ASSIGNMENT —
In the entries below, find each line with the word "vest" and return it.
START SOURCE INFORMATION
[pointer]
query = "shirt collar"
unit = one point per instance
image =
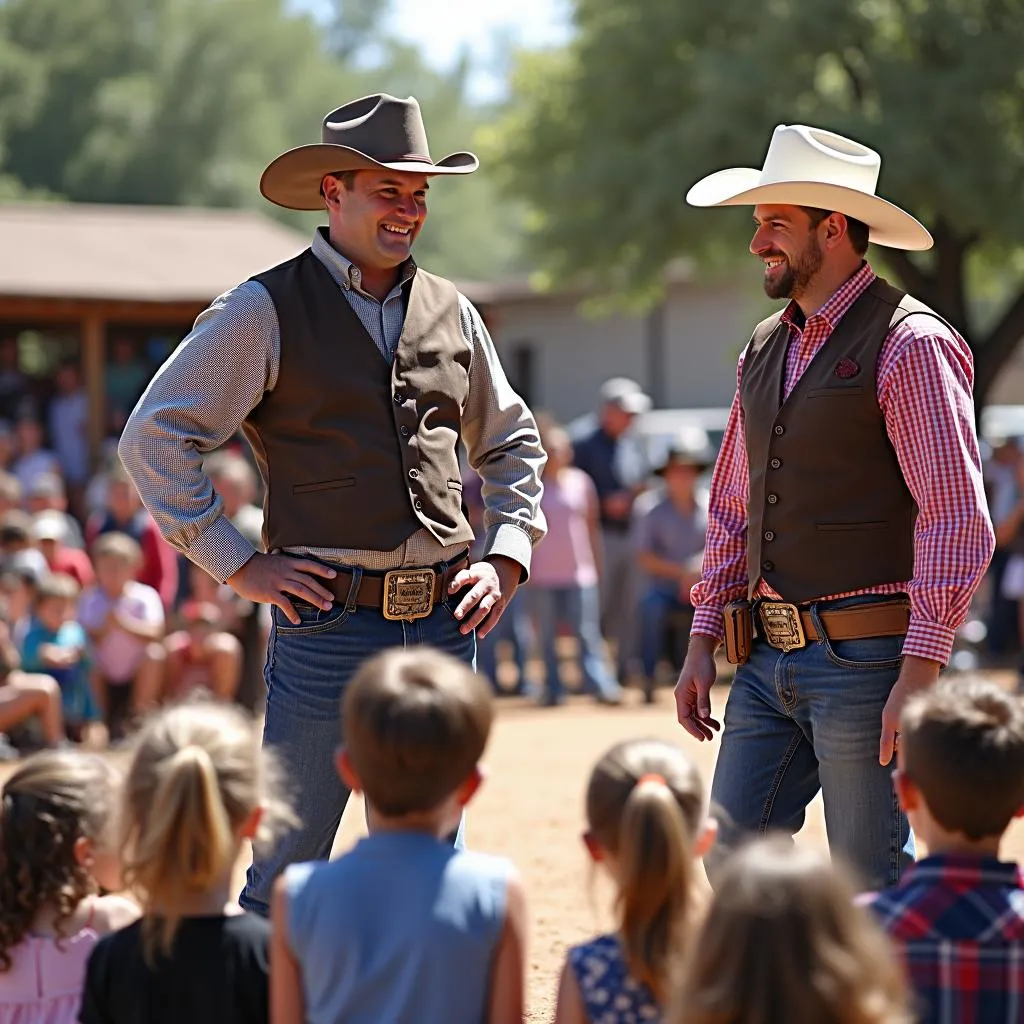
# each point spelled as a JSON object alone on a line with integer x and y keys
{"x": 838, "y": 304}
{"x": 344, "y": 271}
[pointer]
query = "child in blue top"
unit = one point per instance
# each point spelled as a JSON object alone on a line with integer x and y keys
{"x": 56, "y": 645}
{"x": 646, "y": 825}
{"x": 404, "y": 928}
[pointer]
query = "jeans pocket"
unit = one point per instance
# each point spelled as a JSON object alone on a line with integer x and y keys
{"x": 867, "y": 652}
{"x": 311, "y": 619}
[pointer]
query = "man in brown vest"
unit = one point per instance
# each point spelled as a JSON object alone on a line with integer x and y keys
{"x": 354, "y": 376}
{"x": 847, "y": 521}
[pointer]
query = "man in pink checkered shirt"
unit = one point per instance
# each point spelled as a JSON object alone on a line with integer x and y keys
{"x": 847, "y": 511}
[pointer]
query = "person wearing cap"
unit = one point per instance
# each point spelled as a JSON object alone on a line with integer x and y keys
{"x": 354, "y": 375}
{"x": 617, "y": 471}
{"x": 847, "y": 506}
{"x": 670, "y": 537}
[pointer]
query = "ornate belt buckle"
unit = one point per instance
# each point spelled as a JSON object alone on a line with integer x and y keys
{"x": 409, "y": 594}
{"x": 782, "y": 627}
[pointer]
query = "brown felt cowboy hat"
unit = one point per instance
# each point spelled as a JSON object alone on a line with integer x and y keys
{"x": 374, "y": 132}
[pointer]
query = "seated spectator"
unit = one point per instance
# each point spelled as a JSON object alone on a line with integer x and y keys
{"x": 124, "y": 620}
{"x": 784, "y": 942}
{"x": 669, "y": 539}
{"x": 49, "y": 532}
{"x": 203, "y": 655}
{"x": 124, "y": 513}
{"x": 48, "y": 495}
{"x": 56, "y": 644}
{"x": 33, "y": 460}
{"x": 957, "y": 914}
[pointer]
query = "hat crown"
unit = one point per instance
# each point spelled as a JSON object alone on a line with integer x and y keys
{"x": 799, "y": 153}
{"x": 384, "y": 127}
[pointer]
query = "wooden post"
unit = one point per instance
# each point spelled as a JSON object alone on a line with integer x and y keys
{"x": 93, "y": 360}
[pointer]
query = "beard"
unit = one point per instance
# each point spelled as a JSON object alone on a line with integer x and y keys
{"x": 796, "y": 272}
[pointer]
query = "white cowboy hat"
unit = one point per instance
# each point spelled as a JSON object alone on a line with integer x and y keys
{"x": 811, "y": 167}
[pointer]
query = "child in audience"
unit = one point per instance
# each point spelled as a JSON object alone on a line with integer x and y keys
{"x": 125, "y": 622}
{"x": 55, "y": 644}
{"x": 404, "y": 927}
{"x": 783, "y": 942}
{"x": 957, "y": 914}
{"x": 646, "y": 825}
{"x": 56, "y": 853}
{"x": 197, "y": 786}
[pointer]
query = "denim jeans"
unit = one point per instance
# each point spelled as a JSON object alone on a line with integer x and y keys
{"x": 307, "y": 668}
{"x": 808, "y": 720}
{"x": 578, "y": 608}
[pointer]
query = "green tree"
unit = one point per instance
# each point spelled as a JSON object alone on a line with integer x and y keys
{"x": 604, "y": 137}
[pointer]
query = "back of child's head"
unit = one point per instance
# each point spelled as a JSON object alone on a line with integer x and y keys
{"x": 53, "y": 800}
{"x": 645, "y": 805}
{"x": 415, "y": 723}
{"x": 962, "y": 744}
{"x": 783, "y": 941}
{"x": 196, "y": 776}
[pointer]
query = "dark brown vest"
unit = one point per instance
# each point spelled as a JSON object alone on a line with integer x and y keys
{"x": 355, "y": 453}
{"x": 828, "y": 510}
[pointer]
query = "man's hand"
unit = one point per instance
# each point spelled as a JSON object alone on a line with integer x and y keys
{"x": 493, "y": 583}
{"x": 916, "y": 674}
{"x": 693, "y": 688}
{"x": 267, "y": 579}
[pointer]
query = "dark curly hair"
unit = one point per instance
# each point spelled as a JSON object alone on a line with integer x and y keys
{"x": 54, "y": 799}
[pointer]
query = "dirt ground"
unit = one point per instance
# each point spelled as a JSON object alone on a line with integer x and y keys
{"x": 530, "y": 810}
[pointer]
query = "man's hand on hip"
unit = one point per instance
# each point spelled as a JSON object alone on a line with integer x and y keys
{"x": 267, "y": 579}
{"x": 693, "y": 688}
{"x": 492, "y": 585}
{"x": 916, "y": 674}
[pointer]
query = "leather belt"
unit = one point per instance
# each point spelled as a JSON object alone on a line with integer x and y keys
{"x": 787, "y": 627}
{"x": 407, "y": 594}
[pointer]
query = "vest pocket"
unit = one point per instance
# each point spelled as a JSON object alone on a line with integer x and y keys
{"x": 305, "y": 488}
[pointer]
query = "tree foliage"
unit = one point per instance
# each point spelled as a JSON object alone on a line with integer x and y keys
{"x": 604, "y": 137}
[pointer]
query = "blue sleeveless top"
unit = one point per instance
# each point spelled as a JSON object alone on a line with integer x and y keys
{"x": 401, "y": 929}
{"x": 609, "y": 994}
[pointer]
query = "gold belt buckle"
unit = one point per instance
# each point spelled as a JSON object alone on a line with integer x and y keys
{"x": 782, "y": 626}
{"x": 409, "y": 594}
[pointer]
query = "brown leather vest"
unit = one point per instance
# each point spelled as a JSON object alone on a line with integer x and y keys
{"x": 355, "y": 453}
{"x": 828, "y": 510}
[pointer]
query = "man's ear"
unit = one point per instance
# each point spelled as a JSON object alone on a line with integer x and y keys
{"x": 343, "y": 764}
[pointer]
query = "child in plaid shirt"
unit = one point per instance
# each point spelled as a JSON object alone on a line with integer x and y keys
{"x": 957, "y": 914}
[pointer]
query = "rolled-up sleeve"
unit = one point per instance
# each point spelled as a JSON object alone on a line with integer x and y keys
{"x": 504, "y": 446}
{"x": 196, "y": 402}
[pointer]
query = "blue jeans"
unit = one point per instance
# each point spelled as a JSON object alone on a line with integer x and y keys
{"x": 808, "y": 720}
{"x": 307, "y": 668}
{"x": 579, "y": 609}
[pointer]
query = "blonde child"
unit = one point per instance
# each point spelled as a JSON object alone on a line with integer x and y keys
{"x": 404, "y": 928}
{"x": 783, "y": 942}
{"x": 55, "y": 856}
{"x": 646, "y": 826}
{"x": 197, "y": 787}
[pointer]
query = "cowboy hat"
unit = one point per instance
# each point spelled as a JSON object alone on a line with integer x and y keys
{"x": 374, "y": 132}
{"x": 811, "y": 167}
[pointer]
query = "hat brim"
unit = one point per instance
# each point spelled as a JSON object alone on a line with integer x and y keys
{"x": 293, "y": 180}
{"x": 888, "y": 224}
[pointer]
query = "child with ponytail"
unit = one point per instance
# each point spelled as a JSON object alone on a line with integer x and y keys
{"x": 646, "y": 826}
{"x": 198, "y": 785}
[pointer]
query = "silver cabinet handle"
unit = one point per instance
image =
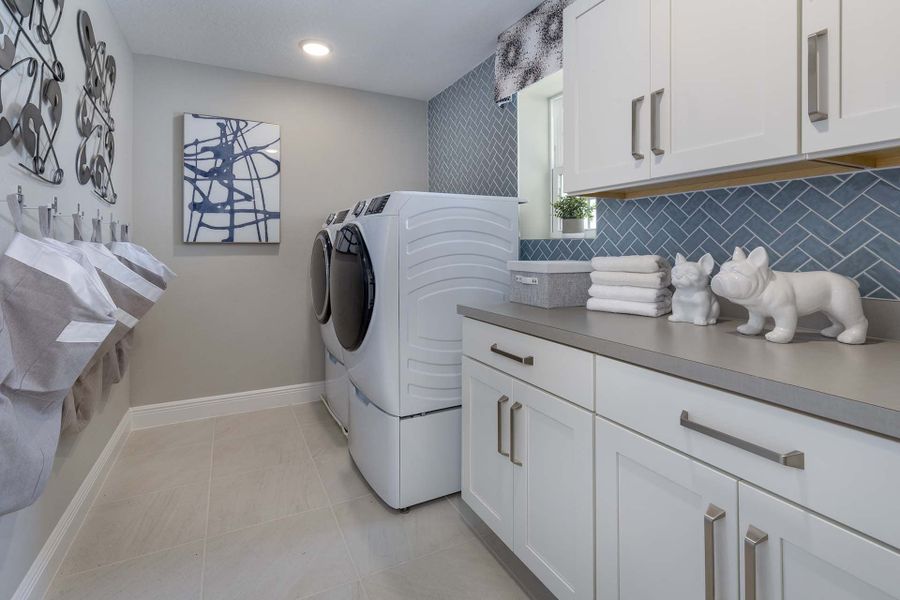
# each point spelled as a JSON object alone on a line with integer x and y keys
{"x": 512, "y": 433}
{"x": 713, "y": 514}
{"x": 794, "y": 458}
{"x": 754, "y": 538}
{"x": 635, "y": 143}
{"x": 816, "y": 77}
{"x": 500, "y": 402}
{"x": 525, "y": 360}
{"x": 655, "y": 101}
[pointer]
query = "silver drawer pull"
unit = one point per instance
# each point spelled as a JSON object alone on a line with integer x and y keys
{"x": 816, "y": 77}
{"x": 500, "y": 402}
{"x": 526, "y": 360}
{"x": 655, "y": 101}
{"x": 794, "y": 458}
{"x": 635, "y": 143}
{"x": 754, "y": 538}
{"x": 512, "y": 433}
{"x": 713, "y": 514}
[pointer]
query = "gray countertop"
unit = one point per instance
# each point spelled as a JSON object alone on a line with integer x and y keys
{"x": 857, "y": 386}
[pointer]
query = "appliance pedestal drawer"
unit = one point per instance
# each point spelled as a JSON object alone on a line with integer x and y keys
{"x": 847, "y": 475}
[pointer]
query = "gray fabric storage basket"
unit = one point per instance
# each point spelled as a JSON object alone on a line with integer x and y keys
{"x": 549, "y": 283}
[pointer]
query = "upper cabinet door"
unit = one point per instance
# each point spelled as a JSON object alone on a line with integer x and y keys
{"x": 553, "y": 455}
{"x": 666, "y": 524}
{"x": 487, "y": 475}
{"x": 851, "y": 81}
{"x": 607, "y": 61}
{"x": 788, "y": 553}
{"x": 723, "y": 83}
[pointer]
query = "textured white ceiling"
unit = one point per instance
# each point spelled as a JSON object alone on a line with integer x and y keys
{"x": 411, "y": 48}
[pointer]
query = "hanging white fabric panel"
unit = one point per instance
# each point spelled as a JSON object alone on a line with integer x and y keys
{"x": 138, "y": 259}
{"x": 56, "y": 320}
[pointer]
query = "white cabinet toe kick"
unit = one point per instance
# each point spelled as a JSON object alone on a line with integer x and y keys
{"x": 658, "y": 487}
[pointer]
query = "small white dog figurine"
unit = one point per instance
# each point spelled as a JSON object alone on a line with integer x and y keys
{"x": 693, "y": 302}
{"x": 748, "y": 281}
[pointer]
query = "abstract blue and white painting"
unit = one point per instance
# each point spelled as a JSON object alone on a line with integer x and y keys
{"x": 232, "y": 170}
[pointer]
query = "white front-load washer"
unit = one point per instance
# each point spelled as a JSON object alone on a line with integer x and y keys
{"x": 404, "y": 264}
{"x": 337, "y": 385}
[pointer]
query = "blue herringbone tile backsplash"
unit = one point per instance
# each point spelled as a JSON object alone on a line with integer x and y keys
{"x": 471, "y": 141}
{"x": 844, "y": 223}
{"x": 849, "y": 224}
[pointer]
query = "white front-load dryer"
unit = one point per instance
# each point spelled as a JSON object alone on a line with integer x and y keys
{"x": 405, "y": 263}
{"x": 337, "y": 390}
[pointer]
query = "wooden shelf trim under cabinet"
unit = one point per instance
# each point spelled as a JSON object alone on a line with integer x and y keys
{"x": 798, "y": 169}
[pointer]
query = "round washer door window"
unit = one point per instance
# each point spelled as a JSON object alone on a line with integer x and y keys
{"x": 318, "y": 276}
{"x": 353, "y": 282}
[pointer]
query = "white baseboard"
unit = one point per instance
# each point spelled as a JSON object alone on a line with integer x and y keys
{"x": 167, "y": 413}
{"x": 46, "y": 564}
{"x": 39, "y": 576}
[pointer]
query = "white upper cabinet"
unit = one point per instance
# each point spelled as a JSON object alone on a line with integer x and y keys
{"x": 723, "y": 83}
{"x": 605, "y": 93}
{"x": 851, "y": 79}
{"x": 789, "y": 553}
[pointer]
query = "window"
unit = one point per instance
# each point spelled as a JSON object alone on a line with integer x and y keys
{"x": 555, "y": 106}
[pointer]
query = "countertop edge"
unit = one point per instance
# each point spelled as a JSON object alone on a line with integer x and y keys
{"x": 844, "y": 411}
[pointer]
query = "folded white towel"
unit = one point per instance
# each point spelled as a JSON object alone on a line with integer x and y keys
{"x": 630, "y": 264}
{"x": 630, "y": 293}
{"x": 648, "y": 280}
{"x": 644, "y": 309}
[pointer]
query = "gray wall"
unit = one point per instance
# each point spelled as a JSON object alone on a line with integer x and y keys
{"x": 23, "y": 533}
{"x": 472, "y": 141}
{"x": 237, "y": 317}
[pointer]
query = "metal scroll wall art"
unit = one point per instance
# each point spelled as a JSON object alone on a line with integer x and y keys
{"x": 97, "y": 151}
{"x": 30, "y": 113}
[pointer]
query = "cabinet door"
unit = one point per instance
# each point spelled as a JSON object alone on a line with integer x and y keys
{"x": 853, "y": 88}
{"x": 791, "y": 554}
{"x": 723, "y": 83}
{"x": 666, "y": 524}
{"x": 554, "y": 449}
{"x": 487, "y": 474}
{"x": 607, "y": 48}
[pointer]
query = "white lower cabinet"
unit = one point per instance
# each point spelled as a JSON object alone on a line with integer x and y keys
{"x": 788, "y": 553}
{"x": 666, "y": 524}
{"x": 528, "y": 474}
{"x": 554, "y": 518}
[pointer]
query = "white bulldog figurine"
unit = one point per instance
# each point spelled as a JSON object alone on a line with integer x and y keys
{"x": 748, "y": 281}
{"x": 693, "y": 302}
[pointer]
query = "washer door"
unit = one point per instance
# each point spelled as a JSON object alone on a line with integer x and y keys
{"x": 352, "y": 275}
{"x": 319, "y": 267}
END SOURCE INFORMATION
OUTPUT OF THE TASK —
query = "man in brown vest"
query = "dark brown vest"
query = "vest pocket"
query = "brown leather vest"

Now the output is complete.